Excerpts from segmentation records:

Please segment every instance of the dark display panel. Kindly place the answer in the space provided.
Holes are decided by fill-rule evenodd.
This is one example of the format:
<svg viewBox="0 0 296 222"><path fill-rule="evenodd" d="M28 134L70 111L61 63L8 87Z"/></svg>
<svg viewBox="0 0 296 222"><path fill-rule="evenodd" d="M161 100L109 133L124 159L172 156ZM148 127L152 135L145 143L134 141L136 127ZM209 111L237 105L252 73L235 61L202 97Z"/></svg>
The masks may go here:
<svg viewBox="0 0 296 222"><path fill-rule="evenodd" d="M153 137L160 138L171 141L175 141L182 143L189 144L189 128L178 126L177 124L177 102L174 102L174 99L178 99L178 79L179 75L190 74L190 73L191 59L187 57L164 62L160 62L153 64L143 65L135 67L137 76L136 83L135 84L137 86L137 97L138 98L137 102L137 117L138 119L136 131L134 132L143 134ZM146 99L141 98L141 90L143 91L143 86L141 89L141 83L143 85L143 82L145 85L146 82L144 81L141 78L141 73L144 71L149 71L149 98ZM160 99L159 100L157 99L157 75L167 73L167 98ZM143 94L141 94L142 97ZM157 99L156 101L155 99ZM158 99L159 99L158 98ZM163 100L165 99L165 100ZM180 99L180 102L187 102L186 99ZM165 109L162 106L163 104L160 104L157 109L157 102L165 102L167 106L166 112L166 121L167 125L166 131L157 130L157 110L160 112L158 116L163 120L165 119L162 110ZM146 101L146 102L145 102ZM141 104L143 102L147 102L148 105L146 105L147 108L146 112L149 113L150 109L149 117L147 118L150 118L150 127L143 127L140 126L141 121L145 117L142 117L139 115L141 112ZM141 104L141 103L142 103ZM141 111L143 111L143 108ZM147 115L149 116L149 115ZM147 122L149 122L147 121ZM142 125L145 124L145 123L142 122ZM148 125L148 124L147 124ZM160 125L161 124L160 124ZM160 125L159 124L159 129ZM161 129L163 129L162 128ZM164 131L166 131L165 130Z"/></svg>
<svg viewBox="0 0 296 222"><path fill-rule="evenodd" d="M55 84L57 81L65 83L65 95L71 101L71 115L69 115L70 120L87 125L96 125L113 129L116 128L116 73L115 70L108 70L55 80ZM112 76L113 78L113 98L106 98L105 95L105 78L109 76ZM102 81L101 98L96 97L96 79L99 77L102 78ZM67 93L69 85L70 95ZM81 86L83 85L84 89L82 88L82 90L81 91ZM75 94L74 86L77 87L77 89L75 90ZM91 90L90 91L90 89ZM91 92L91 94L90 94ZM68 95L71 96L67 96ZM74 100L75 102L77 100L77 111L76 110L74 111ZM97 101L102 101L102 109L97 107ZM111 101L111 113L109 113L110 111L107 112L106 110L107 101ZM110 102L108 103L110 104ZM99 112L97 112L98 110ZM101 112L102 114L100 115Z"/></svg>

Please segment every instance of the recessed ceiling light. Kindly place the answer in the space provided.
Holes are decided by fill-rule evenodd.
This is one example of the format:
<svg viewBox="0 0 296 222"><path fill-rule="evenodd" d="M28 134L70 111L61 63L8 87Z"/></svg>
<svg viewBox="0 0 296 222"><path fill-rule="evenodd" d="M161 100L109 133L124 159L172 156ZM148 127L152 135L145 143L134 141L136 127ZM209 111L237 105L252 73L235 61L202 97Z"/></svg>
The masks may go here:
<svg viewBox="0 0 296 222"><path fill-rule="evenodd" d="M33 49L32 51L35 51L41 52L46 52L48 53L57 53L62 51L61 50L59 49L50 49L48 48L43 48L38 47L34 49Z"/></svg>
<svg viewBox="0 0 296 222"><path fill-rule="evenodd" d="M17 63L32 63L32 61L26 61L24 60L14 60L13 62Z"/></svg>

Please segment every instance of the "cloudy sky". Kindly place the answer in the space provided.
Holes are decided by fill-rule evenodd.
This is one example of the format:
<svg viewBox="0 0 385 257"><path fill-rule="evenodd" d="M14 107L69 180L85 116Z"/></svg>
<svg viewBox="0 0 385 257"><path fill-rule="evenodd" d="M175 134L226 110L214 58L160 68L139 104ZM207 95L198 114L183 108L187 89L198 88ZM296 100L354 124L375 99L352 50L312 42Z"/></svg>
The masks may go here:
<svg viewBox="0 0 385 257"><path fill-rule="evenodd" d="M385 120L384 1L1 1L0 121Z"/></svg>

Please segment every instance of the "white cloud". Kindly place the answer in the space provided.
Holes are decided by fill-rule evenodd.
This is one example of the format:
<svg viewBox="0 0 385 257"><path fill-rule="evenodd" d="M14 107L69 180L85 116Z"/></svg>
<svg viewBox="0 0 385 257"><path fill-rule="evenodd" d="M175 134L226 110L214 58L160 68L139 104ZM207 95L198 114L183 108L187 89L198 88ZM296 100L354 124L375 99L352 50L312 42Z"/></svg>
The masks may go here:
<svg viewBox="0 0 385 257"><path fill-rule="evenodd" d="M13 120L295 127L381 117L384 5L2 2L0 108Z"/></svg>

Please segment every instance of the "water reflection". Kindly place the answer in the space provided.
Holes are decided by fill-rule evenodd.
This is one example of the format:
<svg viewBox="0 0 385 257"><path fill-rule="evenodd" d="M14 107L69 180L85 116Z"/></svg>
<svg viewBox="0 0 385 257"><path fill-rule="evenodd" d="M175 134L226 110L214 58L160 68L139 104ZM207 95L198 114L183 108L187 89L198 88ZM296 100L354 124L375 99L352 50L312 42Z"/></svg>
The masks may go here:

Task directions:
Rewrite all of the records above, substituting "Output masks belong here" for every occurrence of "The masks may go here" and leaving everything else unchanged.

Solved problem:
Please segment every instance of the dark display panel. Kindly place the answer in the space provided.
Holes are decided by fill-rule evenodd.
This is one example of the format:
<svg viewBox="0 0 296 222"><path fill-rule="evenodd" d="M28 134L70 111L61 63L8 87Z"/></svg>
<svg viewBox="0 0 296 222"><path fill-rule="evenodd" d="M161 100L109 133L124 159L172 156ZM148 127L152 135L145 143L134 141L136 127ZM209 111L237 105L252 73L235 61L202 97Z"/></svg>
Output masks belong here:
<svg viewBox="0 0 296 222"><path fill-rule="evenodd" d="M153 137L160 138L171 141L175 141L182 143L189 144L189 128L178 126L177 124L177 102L174 102L174 99L178 99L178 79L179 75L190 74L190 73L191 59L187 57L164 62L160 62L153 64L143 65L135 67L137 76L136 83L135 84L137 86L137 97L138 98L137 102L137 117L138 119L136 131L134 132L143 134ZM146 99L141 98L141 90L143 91L143 86L141 89L141 83L143 85L143 82L145 85L146 82L144 81L141 78L141 73L144 71L149 71L149 98ZM160 99L159 100L157 99L157 75L167 73L167 98ZM143 94L141 94L142 97ZM157 99L156 101L155 99ZM158 99L159 99L158 98ZM163 100L165 99L165 100ZM180 99L180 102L187 102L186 99ZM165 109L162 106L163 104L160 104L157 109L157 102L165 102L167 106L166 112L166 121L167 125L166 131L157 130L157 110L160 112L158 116L163 120L165 119L162 110ZM146 101L146 102L145 102ZM141 104L143 102L147 102L148 105L146 105L147 108L146 112L149 113L150 109L149 117L147 118L150 118L150 127L143 127L140 126L141 121L145 117L142 117L139 115L141 112ZM141 104L141 103L142 103ZM141 111L143 111L143 108ZM147 115L149 116L149 115ZM147 122L149 122L147 121ZM142 125L145 124L145 123L142 122ZM148 125L148 124L147 124ZM160 125L161 124L160 124ZM160 125L159 124L159 129ZM161 129L163 129L162 128ZM164 131L166 131L165 130Z"/></svg>
<svg viewBox="0 0 296 222"><path fill-rule="evenodd" d="M55 84L57 81L65 83L65 95L71 101L71 115L69 115L70 120L87 125L96 125L113 129L116 128L116 73L115 70L108 70L55 80ZM112 76L113 78L113 98L106 98L105 95L105 78L109 76ZM102 81L101 98L96 97L96 79L99 77L102 78ZM67 93L69 85L70 95ZM81 86L83 85L84 89L82 88L82 90L81 91ZM75 94L74 86L77 87L77 89L75 90ZM91 90L90 91L90 89ZM91 92L91 94L90 94ZM68 95L71 96L67 96ZM74 100L75 102L77 100L77 111L76 110L74 111ZM97 101L102 101L102 109L97 107ZM111 101L111 113L109 113L110 111L107 112L106 110L107 101ZM110 102L108 103L110 104ZM99 112L97 112L98 110ZM101 112L102 114L100 115Z"/></svg>

Please segment every instance of the recessed ceiling light. Kindly place the answer in the space provided.
Holes are decided by fill-rule evenodd.
This is one example of the format:
<svg viewBox="0 0 296 222"><path fill-rule="evenodd" d="M28 134L70 111L61 63L8 87Z"/></svg>
<svg viewBox="0 0 296 222"><path fill-rule="evenodd" d="M161 100L109 133L124 159L172 156ZM148 127L152 135L145 143L134 141L136 127ZM209 111L237 105L252 73L235 61L202 97Z"/></svg>
Output masks belong here:
<svg viewBox="0 0 296 222"><path fill-rule="evenodd" d="M33 49L32 51L35 51L41 52L46 52L48 53L57 53L62 51L61 50L59 49L50 49L48 48L43 48L38 47L34 49Z"/></svg>
<svg viewBox="0 0 296 222"><path fill-rule="evenodd" d="M17 63L32 63L32 61L26 61L24 60L14 60L13 62Z"/></svg>

Please segment every instance of the "cloudy sky". Kindly place the answer in the space provided.
Holes are decided by fill-rule evenodd.
This is one example of the format:
<svg viewBox="0 0 385 257"><path fill-rule="evenodd" d="M14 107L69 180L85 116Z"/></svg>
<svg viewBox="0 0 385 257"><path fill-rule="evenodd" d="M175 134L226 110L214 58L160 68L139 104ZM207 95L198 114L183 108L187 89L198 88ZM296 100L354 124L375 99L352 50L312 42Z"/></svg>
Output masks belong here:
<svg viewBox="0 0 385 257"><path fill-rule="evenodd" d="M385 120L384 1L1 1L0 121Z"/></svg>

Please segment every instance of the "white cloud". Kindly place the answer in the space provided.
Holes are decided by fill-rule evenodd.
This is one example of the format:
<svg viewBox="0 0 385 257"><path fill-rule="evenodd" d="M14 107L69 180L85 116Z"/></svg>
<svg viewBox="0 0 385 257"><path fill-rule="evenodd" d="M175 134L226 110L214 58L160 68L139 104ZM207 95L198 114L183 108L187 89L198 88ZM296 100L354 124L375 99L352 50L312 42Z"/></svg>
Output masks belong here:
<svg viewBox="0 0 385 257"><path fill-rule="evenodd" d="M13 120L295 127L381 117L384 5L2 2L0 108Z"/></svg>

Please segment every instance of the "water reflection". Kindly place the answer in the space provided.
Holes are decided by fill-rule evenodd.
This is one example of the format:
<svg viewBox="0 0 385 257"><path fill-rule="evenodd" d="M14 107L69 180L85 116Z"/></svg>
<svg viewBox="0 0 385 257"><path fill-rule="evenodd" d="M175 134L226 110L214 58L160 68L139 104ZM207 95L198 114L183 108L187 89L198 88ZM296 100L354 124L375 99L352 50L312 42Z"/></svg>
Output masks belong here:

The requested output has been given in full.